_Exercise prompt:_ Select every line of the records that contains the word "reflection" and copy those lines out.

_Dataset records:_
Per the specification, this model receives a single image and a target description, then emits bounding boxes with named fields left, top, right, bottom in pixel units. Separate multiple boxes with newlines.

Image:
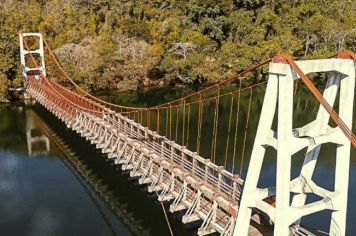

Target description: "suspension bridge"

left=20, top=33, right=356, bottom=236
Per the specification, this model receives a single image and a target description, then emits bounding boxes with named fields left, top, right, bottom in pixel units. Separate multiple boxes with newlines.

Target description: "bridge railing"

left=104, top=113, right=243, bottom=202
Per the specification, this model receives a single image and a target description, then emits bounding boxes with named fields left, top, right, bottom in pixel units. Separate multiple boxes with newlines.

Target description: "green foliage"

left=0, top=0, right=356, bottom=97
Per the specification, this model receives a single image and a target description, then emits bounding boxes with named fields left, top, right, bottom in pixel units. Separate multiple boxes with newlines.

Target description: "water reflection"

left=0, top=104, right=195, bottom=236
left=26, top=110, right=50, bottom=156
left=0, top=81, right=356, bottom=236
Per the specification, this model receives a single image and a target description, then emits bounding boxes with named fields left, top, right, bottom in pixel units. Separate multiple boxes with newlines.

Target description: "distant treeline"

left=0, top=0, right=356, bottom=100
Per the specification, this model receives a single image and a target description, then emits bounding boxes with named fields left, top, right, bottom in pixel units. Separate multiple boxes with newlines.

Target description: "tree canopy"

left=0, top=0, right=356, bottom=97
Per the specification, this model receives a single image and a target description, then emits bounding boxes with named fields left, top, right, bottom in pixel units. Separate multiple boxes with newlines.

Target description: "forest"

left=0, top=0, right=356, bottom=101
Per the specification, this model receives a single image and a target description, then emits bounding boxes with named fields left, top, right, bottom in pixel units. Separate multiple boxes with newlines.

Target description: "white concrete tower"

left=19, top=33, right=46, bottom=79
left=234, top=54, right=355, bottom=236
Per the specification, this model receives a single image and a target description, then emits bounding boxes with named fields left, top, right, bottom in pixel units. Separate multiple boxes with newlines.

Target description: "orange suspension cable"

left=224, top=94, right=235, bottom=167
left=182, top=100, right=185, bottom=146
left=273, top=55, right=356, bottom=148
left=210, top=87, right=220, bottom=163
left=42, top=34, right=271, bottom=110
left=175, top=107, right=179, bottom=142
left=186, top=105, right=191, bottom=147
left=197, top=94, right=204, bottom=154
left=232, top=79, right=241, bottom=174
left=240, top=89, right=253, bottom=176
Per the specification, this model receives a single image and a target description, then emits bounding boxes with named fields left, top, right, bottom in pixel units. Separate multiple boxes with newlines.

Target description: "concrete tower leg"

left=234, top=59, right=355, bottom=236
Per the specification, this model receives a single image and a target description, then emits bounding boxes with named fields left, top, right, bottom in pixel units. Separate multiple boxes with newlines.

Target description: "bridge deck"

left=26, top=77, right=318, bottom=235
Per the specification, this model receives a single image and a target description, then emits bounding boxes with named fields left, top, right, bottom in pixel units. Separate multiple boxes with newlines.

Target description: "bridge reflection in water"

_Finished answer:_
Target description: "water reflection"
Target description: "bridge reflection in water"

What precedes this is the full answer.